*THE REQUEST*
Please write out part of the listing below word for word, starting at the line that contains "of the stone" and stopping after the final line of the listing.

*DATA SECTION*
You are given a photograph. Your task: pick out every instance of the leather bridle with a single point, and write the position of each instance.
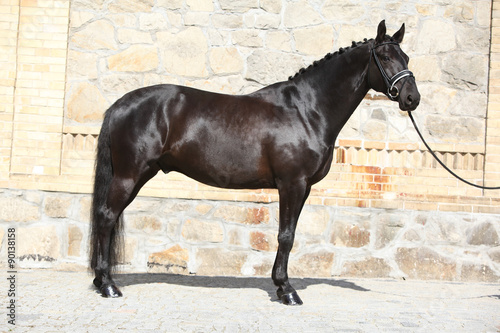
(390, 82)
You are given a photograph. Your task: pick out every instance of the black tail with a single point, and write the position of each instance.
(102, 181)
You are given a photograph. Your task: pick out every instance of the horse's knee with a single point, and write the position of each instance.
(285, 241)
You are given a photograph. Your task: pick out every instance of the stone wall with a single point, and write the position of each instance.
(209, 237)
(385, 209)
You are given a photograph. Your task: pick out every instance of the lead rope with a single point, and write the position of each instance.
(442, 164)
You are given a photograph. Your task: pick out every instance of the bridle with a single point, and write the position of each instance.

*RESULT OF THE TASK*
You are given a photograph. Your task: pick out every instance of the stone wall with a single point, and write the position of each instance.
(209, 237)
(385, 209)
You are given a photograph. Your task: pick out every instance of the lead rope with a single point, and write the position of each instance.
(442, 164)
You are given a photograph. Your task: pick out every instance of the bridle with a single point, and write the position of each instance.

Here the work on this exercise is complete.